___ LISTED ENTRIES

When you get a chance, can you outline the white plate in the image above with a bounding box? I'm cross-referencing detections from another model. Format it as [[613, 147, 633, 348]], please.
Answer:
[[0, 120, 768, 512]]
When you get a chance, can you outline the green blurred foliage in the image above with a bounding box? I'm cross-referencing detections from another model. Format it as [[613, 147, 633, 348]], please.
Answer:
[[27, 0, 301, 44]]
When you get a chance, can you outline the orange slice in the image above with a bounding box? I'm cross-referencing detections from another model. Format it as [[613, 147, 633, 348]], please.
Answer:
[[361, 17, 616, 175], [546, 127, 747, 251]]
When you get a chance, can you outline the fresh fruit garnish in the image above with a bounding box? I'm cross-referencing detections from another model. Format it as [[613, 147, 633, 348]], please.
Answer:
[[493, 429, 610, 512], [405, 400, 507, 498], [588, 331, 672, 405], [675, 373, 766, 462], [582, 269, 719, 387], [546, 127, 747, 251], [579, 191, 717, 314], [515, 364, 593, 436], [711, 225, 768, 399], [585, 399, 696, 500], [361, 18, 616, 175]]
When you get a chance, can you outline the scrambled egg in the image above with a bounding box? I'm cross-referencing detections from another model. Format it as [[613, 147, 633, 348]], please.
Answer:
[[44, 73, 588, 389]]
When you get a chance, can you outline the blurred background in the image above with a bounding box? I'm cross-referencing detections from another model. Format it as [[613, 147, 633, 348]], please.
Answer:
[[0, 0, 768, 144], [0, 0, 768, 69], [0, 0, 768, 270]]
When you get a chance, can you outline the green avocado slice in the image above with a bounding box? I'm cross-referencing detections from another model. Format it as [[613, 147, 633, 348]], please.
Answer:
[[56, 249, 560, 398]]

______

Arrange every line of the rows above as a JSON list of strings, with one string per line and any blank lines left out.

[
  "When you get a chance, can you outline the white plate in the image above with a bounding box? I'm cross-referencing detections from another model. Format it as [[613, 147, 633, 348]], please.",
  "Answer:",
  "[[0, 120, 768, 512]]",
  "When you get a chance, can you outline the green blurred foliage in the image above with a bounding box? I'm cross-referencing detections from another model. Format it as [[613, 147, 633, 348]], please.",
  "Answer:",
  "[[27, 0, 301, 44]]",
  "When you get a chance, can you outline the orange slice in the image above with a bounding box? I'm cross-referencing detections from another model. Format it as [[613, 147, 633, 348]], please.",
  "Answer:",
  "[[361, 17, 616, 175], [546, 127, 747, 251]]",
  "When you get a chance, can you outline the fresh fruit garnish in the image above with a bounding box? I'm cross-referencing detections from another model. Format it as [[613, 147, 633, 348]], please.",
  "Answer:",
  "[[493, 429, 610, 512], [405, 400, 507, 498], [588, 331, 672, 405], [675, 373, 766, 462], [582, 269, 719, 387], [546, 127, 747, 251], [579, 191, 717, 314], [515, 364, 593, 436], [711, 225, 768, 399], [585, 399, 696, 500], [361, 18, 616, 175]]",
  "When you get a chance, can you outline the scrambled egg in the image above with a bounding box? I'm cross-referencing detections from another model. Format it as [[613, 147, 633, 348]], please.",
  "Answer:",
  "[[44, 73, 588, 389]]",
  "When you get a chance, can you outline the blurred background in the image above with a bounding box? I'm cross-referencing detections from another model. Format it as [[613, 147, 633, 348]], please.",
  "Answer:",
  "[[0, 0, 768, 144], [0, 0, 768, 69], [0, 0, 768, 270]]",
  "When you get a chance, can you outline the green avocado slice in the image above with a bounding box? I'm cross-referencing detections from another model. Format it as [[613, 147, 633, 348]], please.",
  "Answer:",
  "[[56, 249, 560, 398]]"
]